Point-per-instance localization data:

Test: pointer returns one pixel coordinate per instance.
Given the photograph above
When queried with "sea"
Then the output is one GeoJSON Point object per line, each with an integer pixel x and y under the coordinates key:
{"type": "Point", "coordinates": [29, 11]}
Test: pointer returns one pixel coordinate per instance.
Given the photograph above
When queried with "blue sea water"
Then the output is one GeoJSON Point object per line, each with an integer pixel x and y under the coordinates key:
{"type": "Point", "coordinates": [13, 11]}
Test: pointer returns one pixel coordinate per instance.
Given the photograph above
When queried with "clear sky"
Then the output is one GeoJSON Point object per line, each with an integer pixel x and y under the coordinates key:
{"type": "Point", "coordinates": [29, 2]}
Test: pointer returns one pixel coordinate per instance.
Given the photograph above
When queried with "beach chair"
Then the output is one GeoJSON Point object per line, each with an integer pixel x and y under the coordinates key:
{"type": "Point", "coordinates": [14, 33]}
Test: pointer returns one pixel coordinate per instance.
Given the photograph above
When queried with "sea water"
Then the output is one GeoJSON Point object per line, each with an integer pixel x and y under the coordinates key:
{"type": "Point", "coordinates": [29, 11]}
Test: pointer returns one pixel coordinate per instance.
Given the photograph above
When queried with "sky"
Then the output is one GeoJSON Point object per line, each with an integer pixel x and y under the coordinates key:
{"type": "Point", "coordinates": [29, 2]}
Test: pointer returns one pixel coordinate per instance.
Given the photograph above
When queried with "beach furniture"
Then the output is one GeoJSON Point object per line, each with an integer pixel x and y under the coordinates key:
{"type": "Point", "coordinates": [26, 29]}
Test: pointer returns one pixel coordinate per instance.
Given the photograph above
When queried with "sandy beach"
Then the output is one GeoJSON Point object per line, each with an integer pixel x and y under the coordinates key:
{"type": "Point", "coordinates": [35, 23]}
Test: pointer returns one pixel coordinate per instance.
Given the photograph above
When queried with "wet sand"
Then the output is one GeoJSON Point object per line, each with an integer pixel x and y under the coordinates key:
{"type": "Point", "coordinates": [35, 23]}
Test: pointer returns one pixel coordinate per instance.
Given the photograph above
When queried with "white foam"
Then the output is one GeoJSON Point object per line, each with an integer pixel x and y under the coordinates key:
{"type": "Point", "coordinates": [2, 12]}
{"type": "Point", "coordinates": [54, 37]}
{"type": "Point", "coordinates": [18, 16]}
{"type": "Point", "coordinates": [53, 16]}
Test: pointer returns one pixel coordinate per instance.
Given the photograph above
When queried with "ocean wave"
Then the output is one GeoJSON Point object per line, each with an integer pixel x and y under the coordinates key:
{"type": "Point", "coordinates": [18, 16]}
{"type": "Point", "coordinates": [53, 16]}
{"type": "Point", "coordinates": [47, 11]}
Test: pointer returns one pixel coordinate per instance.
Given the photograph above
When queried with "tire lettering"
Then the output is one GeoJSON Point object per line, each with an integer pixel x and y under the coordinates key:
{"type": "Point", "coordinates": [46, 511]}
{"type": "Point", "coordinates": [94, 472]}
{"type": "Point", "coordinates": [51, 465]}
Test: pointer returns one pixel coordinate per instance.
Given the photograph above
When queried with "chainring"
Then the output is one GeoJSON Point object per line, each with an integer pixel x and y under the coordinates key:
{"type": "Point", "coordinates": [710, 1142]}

● TASK BRIEF
Lines with the word "water": copy each one from the data above.

● ANSWER AREA
When queried with "blue sea water"
When queried with "sea water"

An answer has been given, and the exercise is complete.